■ **What is needed**: Please format the rows below as a numbered list, skipping any blank lines and leaving the pictures out.
***** Available records *****
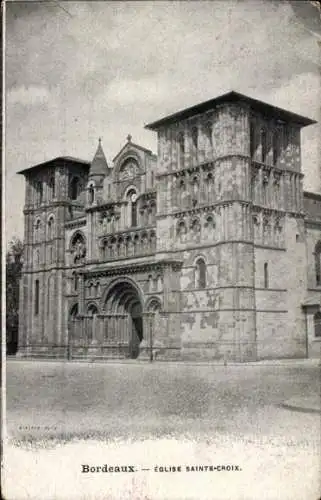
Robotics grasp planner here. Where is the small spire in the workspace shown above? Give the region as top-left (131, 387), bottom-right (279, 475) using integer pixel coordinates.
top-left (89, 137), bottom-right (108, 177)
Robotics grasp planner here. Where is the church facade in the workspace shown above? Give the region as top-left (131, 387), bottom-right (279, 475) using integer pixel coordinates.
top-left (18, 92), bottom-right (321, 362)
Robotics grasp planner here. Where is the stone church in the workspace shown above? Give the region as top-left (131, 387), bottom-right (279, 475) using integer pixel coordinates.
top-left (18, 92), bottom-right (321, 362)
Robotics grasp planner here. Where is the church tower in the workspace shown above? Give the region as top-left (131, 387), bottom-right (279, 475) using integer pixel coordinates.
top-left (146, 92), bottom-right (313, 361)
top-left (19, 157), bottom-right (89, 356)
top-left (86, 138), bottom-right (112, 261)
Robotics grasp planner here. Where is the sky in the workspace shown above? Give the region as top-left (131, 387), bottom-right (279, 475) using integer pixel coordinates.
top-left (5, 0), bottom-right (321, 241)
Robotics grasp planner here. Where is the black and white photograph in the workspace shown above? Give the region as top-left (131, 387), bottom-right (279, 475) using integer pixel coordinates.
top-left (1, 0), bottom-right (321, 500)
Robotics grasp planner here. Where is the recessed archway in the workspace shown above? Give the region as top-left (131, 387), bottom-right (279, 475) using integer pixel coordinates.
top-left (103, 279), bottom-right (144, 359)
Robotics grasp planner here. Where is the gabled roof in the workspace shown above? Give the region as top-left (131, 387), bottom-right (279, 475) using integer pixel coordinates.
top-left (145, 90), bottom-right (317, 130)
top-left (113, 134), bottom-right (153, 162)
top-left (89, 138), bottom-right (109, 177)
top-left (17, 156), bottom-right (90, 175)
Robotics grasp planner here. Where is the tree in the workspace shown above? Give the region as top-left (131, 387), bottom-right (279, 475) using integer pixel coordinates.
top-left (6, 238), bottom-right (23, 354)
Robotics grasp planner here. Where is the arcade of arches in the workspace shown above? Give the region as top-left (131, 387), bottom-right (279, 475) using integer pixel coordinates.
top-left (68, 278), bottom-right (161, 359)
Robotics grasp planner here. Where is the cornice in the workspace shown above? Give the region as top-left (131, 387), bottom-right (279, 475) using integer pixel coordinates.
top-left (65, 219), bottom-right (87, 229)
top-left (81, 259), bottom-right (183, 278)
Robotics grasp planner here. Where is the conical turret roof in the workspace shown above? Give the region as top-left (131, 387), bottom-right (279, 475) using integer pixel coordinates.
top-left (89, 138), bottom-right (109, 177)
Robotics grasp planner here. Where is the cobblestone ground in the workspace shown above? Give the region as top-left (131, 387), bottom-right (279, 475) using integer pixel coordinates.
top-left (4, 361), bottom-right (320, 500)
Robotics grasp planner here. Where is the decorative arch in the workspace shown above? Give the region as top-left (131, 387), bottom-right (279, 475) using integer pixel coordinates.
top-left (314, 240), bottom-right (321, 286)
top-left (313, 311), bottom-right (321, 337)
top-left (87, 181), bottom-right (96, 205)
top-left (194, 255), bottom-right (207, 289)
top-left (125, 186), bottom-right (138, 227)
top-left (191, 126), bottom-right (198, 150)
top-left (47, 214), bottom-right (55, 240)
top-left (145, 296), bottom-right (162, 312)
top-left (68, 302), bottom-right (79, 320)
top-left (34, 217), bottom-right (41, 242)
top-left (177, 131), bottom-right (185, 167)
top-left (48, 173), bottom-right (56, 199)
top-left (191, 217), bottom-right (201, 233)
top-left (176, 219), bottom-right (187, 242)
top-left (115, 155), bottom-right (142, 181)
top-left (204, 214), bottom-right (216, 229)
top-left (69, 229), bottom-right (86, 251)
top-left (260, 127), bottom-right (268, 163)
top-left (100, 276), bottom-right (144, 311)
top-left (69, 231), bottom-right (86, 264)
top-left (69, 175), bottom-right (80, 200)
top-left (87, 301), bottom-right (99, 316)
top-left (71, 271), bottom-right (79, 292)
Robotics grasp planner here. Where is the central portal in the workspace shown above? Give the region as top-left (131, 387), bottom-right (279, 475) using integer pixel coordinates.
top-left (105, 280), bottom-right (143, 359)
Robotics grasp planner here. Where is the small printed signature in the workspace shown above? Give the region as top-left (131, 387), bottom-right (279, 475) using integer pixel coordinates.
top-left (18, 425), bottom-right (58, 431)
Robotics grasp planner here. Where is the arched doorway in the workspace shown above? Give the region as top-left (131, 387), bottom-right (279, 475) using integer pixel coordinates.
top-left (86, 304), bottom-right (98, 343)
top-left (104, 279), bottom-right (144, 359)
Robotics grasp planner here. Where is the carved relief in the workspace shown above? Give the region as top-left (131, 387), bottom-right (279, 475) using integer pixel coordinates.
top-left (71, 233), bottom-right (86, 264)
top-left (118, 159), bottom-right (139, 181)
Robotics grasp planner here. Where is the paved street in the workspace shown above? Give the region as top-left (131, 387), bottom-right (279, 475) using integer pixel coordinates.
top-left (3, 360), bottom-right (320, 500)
*****
■ **The reply**:
1. Robotics grasp planner here. Where is the small spire in the workspace shown above? Give the region as top-left (131, 387), bottom-right (279, 475) using integer pixel coordinates.
2. top-left (89, 137), bottom-right (108, 177)
3. Robotics grasp planner here. Where is the church facade in the workspace shown above? Give the region as top-left (131, 387), bottom-right (279, 475) using integer pixel coordinates.
4. top-left (18, 92), bottom-right (321, 362)
5. Robotics grasp planner here. Where is the stone church in the workspace shown above? Give the region as top-left (131, 387), bottom-right (279, 475) using integer pixel coordinates.
6. top-left (18, 92), bottom-right (321, 362)
7. Robotics grasp planner here. Where is the church tower in the workspace shown above? Give the region as top-left (131, 387), bottom-right (279, 475) using integer pixel coordinates.
8. top-left (146, 92), bottom-right (313, 361)
9. top-left (19, 157), bottom-right (89, 356)
10. top-left (86, 138), bottom-right (112, 261)
11. Robotics grasp planner here. Where is the sky in the workspace shown above? Give the region as top-left (131, 387), bottom-right (279, 475) using integer pixel coordinates.
12. top-left (5, 0), bottom-right (321, 241)
13. Robotics grasp planner here. Where is the black and white photograph in the workspace shown above? Give the region as top-left (131, 387), bottom-right (279, 475) using integer pixel coordinates.
14. top-left (1, 0), bottom-right (321, 500)
15. Robotics grasp planner here. Where is the recessed archway in the workspace shown above? Give the region as top-left (131, 387), bottom-right (279, 475) using integer pixel coordinates.
16. top-left (103, 279), bottom-right (144, 359)
17. Robotics grasp planner here. Where is the gabled roof in the workspace shown above? Give the region as top-left (131, 387), bottom-right (279, 475) using integer pixel coordinates.
18. top-left (145, 90), bottom-right (317, 130)
19. top-left (113, 134), bottom-right (153, 162)
20. top-left (89, 138), bottom-right (109, 177)
21. top-left (17, 156), bottom-right (90, 175)
22. Robotics grasp planner here. Where is the tree in the workspace shown above? Give the region as top-left (131, 387), bottom-right (279, 475) using integer pixel coordinates.
23. top-left (6, 238), bottom-right (23, 354)
24. Robotics grasp planner here. Where is the arcade of arches in the workspace shown above? Give the region as top-left (131, 387), bottom-right (279, 475) using integer pixel coordinates.
25. top-left (68, 278), bottom-right (161, 359)
26. Robotics grasp planner here. Where is the cornice in the workspace shown above? Give the region as top-left (131, 387), bottom-right (279, 475) using integer pixel coordinates.
27. top-left (65, 219), bottom-right (87, 229)
28. top-left (81, 259), bottom-right (183, 278)
29. Robotics grasp planner here. Where is the conical turret roof in the workspace shown above? Give the region as top-left (131, 387), bottom-right (279, 475) using integer pixel coordinates.
30. top-left (89, 138), bottom-right (109, 177)
31. Robotics grasp planner here. Where is the cobblestone ground in the workspace shown above? Give the region as top-left (131, 387), bottom-right (279, 475) using integer pixel coordinates.
32. top-left (4, 361), bottom-right (320, 500)
33. Robotics grasp planner here. Where is the decorative arch in the workspace shown above? Give the region as top-left (131, 387), bottom-right (279, 475) using integer pixel coordinates.
34. top-left (314, 240), bottom-right (321, 286)
35. top-left (313, 311), bottom-right (321, 337)
36. top-left (87, 181), bottom-right (96, 205)
37. top-left (194, 255), bottom-right (207, 289)
38. top-left (125, 186), bottom-right (138, 227)
39. top-left (191, 126), bottom-right (198, 150)
40. top-left (47, 214), bottom-right (55, 240)
41. top-left (145, 296), bottom-right (162, 312)
42. top-left (68, 302), bottom-right (79, 320)
43. top-left (34, 217), bottom-right (41, 242)
44. top-left (177, 131), bottom-right (185, 167)
45. top-left (48, 173), bottom-right (56, 199)
46. top-left (191, 217), bottom-right (201, 233)
47. top-left (176, 219), bottom-right (187, 242)
48. top-left (115, 155), bottom-right (142, 181)
49. top-left (204, 214), bottom-right (216, 229)
50. top-left (69, 229), bottom-right (86, 251)
51. top-left (260, 127), bottom-right (268, 163)
52. top-left (100, 276), bottom-right (144, 311)
53. top-left (69, 231), bottom-right (86, 264)
54. top-left (69, 175), bottom-right (80, 200)
55. top-left (87, 301), bottom-right (99, 316)
56. top-left (71, 271), bottom-right (79, 292)
57. Robotics grasp planner here. Where is the central portal in the workspace shown above? Give the region as top-left (131, 387), bottom-right (279, 475) using integer pixel coordinates.
58. top-left (105, 280), bottom-right (143, 359)
59. Robotics grasp planner here. Where is the small printed signature in the workspace shown above? Give the region as top-left (131, 387), bottom-right (279, 475) using integer pixel coordinates.
60. top-left (18, 425), bottom-right (58, 431)
61. Robotics grasp planner here. Where is the arched doorway in the workspace shown above? Give the region as top-left (131, 387), bottom-right (279, 475) using integer pixel coordinates.
62. top-left (86, 304), bottom-right (98, 343)
63. top-left (104, 279), bottom-right (144, 359)
64. Robotics grasp planner here. Where is the carved relief in the workspace shown above? Give the region as top-left (131, 387), bottom-right (279, 475) using integer pixel coordinates.
65. top-left (71, 233), bottom-right (86, 264)
66. top-left (118, 159), bottom-right (139, 181)
67. Robotics grasp planner here. Where is the paved street in the workspace shown above? Give the region as top-left (131, 387), bottom-right (279, 475) using integer pixel coordinates.
68. top-left (3, 360), bottom-right (320, 500)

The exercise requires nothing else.